WHAT YOU WILL DO: Restate the entries below word for word, leaving nothing out.
START EXERCISE MATERIAL
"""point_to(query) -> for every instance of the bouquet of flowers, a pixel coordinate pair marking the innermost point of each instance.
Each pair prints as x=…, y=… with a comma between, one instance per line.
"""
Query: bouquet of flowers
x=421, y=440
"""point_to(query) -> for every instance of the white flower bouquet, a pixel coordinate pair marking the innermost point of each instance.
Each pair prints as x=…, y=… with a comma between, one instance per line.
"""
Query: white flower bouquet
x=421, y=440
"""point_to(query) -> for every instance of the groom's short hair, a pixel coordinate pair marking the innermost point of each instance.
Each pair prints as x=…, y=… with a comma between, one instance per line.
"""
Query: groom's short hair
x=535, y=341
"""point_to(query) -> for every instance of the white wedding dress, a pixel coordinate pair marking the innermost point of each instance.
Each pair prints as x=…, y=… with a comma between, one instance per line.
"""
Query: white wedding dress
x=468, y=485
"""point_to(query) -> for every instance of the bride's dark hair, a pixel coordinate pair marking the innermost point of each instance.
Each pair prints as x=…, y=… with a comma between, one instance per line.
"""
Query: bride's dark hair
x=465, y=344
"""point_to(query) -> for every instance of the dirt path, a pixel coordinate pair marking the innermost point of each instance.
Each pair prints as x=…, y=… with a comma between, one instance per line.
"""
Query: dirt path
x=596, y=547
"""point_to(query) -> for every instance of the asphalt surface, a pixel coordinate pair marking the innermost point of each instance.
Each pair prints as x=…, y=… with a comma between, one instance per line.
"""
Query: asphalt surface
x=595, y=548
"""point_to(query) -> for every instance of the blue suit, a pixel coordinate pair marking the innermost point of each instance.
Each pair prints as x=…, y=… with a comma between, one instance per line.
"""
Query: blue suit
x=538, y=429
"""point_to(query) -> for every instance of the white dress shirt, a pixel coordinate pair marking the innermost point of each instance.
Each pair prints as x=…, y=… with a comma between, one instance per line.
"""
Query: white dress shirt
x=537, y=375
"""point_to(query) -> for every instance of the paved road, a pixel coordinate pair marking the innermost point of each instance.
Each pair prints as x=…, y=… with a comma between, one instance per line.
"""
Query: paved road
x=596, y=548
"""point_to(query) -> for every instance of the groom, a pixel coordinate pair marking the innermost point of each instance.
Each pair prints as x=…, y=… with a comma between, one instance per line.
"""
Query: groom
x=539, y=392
END EXERCISE MATERIAL
RESPONSE AREA:
"""point_to(query) -> for every instance of the bouquet of flowers, a pixel coordinate pair marking the innermost point of each instance.
Each pair prints as x=…, y=… with a comma between, one instance per line.
"""
Query: bouquet of flowers
x=421, y=440
"""point_to(query) -> for every instance of the white flower bouquet, a pixel coordinate pair marking the innermost point of each instance.
Each pair prints as x=…, y=… with a comma between, one instance per line.
"""
Query: white flower bouquet
x=421, y=440
"""point_to(query) -> for every instance of the groom's short hair, a pixel coordinate pair marking the innermost point of each instance.
Each pair prints as x=…, y=… with a comma between, one instance per line.
"""
Query: groom's short hair
x=535, y=341
"""point_to(query) -> for every instance of the white wedding dress, a pixel coordinate pair marking the innermost point of each instance.
Each pair prints as x=…, y=… with a comma between, one instance per line.
"""
Query: white wedding dress
x=468, y=485
"""point_to(query) -> for every instance of the bride's dark hair, a pixel coordinate pair marking the innermost point of each instance.
Each pair prints as x=…, y=… with a comma between, one instance per line.
"""
Query: bride's dark hair
x=465, y=344
"""point_to(query) -> for every instance of the dirt path, a pixel coordinate pair marking the innermost point of each instance.
Each pair prints as x=…, y=… with a comma between, one instance per line.
"""
Query: dirt path
x=596, y=547
"""point_to(query) -> for every instance of the asphalt surface, a pixel coordinate pair marking the innermost point of each instance.
Each pair prints as x=…, y=… with a comma between, one instance per line.
"""
Query: asphalt surface
x=595, y=548
"""point_to(query) -> for every instance of the blue suit, a pixel coordinate pair marking the innermost point of each instance.
Each pair prints as x=…, y=… with a comma between, one instance per line.
"""
Query: blue suit
x=538, y=429
"""point_to(query) -> for every instance of the white dress shirt, a pixel coordinate pair marking the innermost point of each instance.
Each pair prints as x=…, y=… with a comma between, one instance per line.
"""
Query: white dress shirt
x=537, y=375
"""point_to(query) -> for every instance of the paved road, a pixel coordinate pair marking the innermost point of each instance.
Each pair prints as x=…, y=… with a comma between, one instance per line.
"""
Query: paved road
x=596, y=548
"""point_to(query) -> for every instance of the groom, a pixel coordinate pair marking the innermost point of each instance.
Each pair prints as x=…, y=… with a comma between, one instance per line.
"""
Query: groom
x=539, y=392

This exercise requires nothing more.